*** Material supplied

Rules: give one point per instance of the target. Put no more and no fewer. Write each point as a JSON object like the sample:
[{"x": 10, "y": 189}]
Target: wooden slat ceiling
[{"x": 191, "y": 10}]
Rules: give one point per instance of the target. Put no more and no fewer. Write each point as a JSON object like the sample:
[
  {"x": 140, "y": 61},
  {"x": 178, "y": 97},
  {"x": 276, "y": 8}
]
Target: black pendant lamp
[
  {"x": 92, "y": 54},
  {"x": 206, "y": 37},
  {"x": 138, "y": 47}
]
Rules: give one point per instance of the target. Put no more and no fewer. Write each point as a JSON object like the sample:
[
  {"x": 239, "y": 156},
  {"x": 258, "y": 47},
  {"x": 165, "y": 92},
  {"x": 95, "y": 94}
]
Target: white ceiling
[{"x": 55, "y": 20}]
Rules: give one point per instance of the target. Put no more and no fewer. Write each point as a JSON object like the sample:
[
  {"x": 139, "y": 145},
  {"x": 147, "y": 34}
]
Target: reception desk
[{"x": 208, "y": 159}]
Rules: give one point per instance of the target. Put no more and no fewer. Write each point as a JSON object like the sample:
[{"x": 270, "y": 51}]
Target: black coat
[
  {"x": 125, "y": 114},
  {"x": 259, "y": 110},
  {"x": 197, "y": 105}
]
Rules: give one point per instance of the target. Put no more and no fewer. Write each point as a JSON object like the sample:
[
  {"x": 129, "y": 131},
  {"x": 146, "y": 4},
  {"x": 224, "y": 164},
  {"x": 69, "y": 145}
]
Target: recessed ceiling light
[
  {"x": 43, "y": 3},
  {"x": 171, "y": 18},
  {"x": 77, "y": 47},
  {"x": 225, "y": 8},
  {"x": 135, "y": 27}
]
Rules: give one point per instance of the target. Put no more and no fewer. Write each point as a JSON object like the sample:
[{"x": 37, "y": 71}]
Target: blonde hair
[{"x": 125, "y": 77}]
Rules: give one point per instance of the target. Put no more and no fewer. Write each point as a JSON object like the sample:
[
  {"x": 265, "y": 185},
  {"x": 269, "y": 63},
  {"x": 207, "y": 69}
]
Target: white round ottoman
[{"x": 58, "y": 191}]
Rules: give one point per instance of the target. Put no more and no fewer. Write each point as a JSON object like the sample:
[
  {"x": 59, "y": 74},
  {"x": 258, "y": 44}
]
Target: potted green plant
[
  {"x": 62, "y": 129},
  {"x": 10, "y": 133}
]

******

The data above should be reproduced in full, word for word.

**Response to the task:**
Rules: give one point per instance of the target. Put no more and no fewer. Write each point as a JSON object like the sample:
[{"x": 10, "y": 189}]
Target: wooden slat ceiling
[{"x": 191, "y": 10}]
Rules: give one point per instance of the target. Put no more and no fewer. Write each point as a JSON object like the sample:
[
  {"x": 140, "y": 61},
  {"x": 178, "y": 97},
  {"x": 276, "y": 8}
]
Target: black pendant lamp
[
  {"x": 92, "y": 54},
  {"x": 206, "y": 37},
  {"x": 138, "y": 47}
]
Rules: give one point per instance of the target. Put no more and no fewer. Write each point as a JSON object like the sample:
[
  {"x": 239, "y": 156},
  {"x": 258, "y": 47},
  {"x": 165, "y": 92},
  {"x": 95, "y": 94}
]
Target: white ceiling
[{"x": 55, "y": 20}]
Rules: give one point per instance of the target. Put no more and no fewer. Write each point as a JSON object like the sample:
[
  {"x": 139, "y": 145},
  {"x": 147, "y": 34}
]
Target: reception desk
[{"x": 208, "y": 159}]
Rules: give one point per instance of the target. Put no more and no fewer. Write each point as a JSON object like the sample:
[{"x": 270, "y": 51}]
Target: black coat
[
  {"x": 125, "y": 114},
  {"x": 259, "y": 110},
  {"x": 197, "y": 105}
]
Rules: give one point per instance of the target. Put no more and no fewer. Write each point as a JSON object like the sample:
[
  {"x": 129, "y": 131},
  {"x": 146, "y": 4},
  {"x": 224, "y": 164},
  {"x": 69, "y": 145}
]
Target: recessed ceiling light
[
  {"x": 43, "y": 3},
  {"x": 171, "y": 18},
  {"x": 77, "y": 47},
  {"x": 225, "y": 8},
  {"x": 135, "y": 27}
]
Rules: give one point per instance of the target. Put no more and no fewer. Write each point as a JSON object like the sample:
[{"x": 37, "y": 71}]
Target: blonde hair
[{"x": 125, "y": 77}]
Rules: give one point per instance of the target. Put no more and no fewer. Write each point as a JSON object like the sample:
[
  {"x": 265, "y": 185},
  {"x": 269, "y": 63},
  {"x": 207, "y": 69}
]
Target: white round ottoman
[{"x": 58, "y": 191}]
Rules: give one point per instance of the target. Put no more and no fewer. Write each point as a JSON object like the sample:
[
  {"x": 59, "y": 74},
  {"x": 258, "y": 44}
]
Target: potted green plant
[
  {"x": 62, "y": 129},
  {"x": 10, "y": 133}
]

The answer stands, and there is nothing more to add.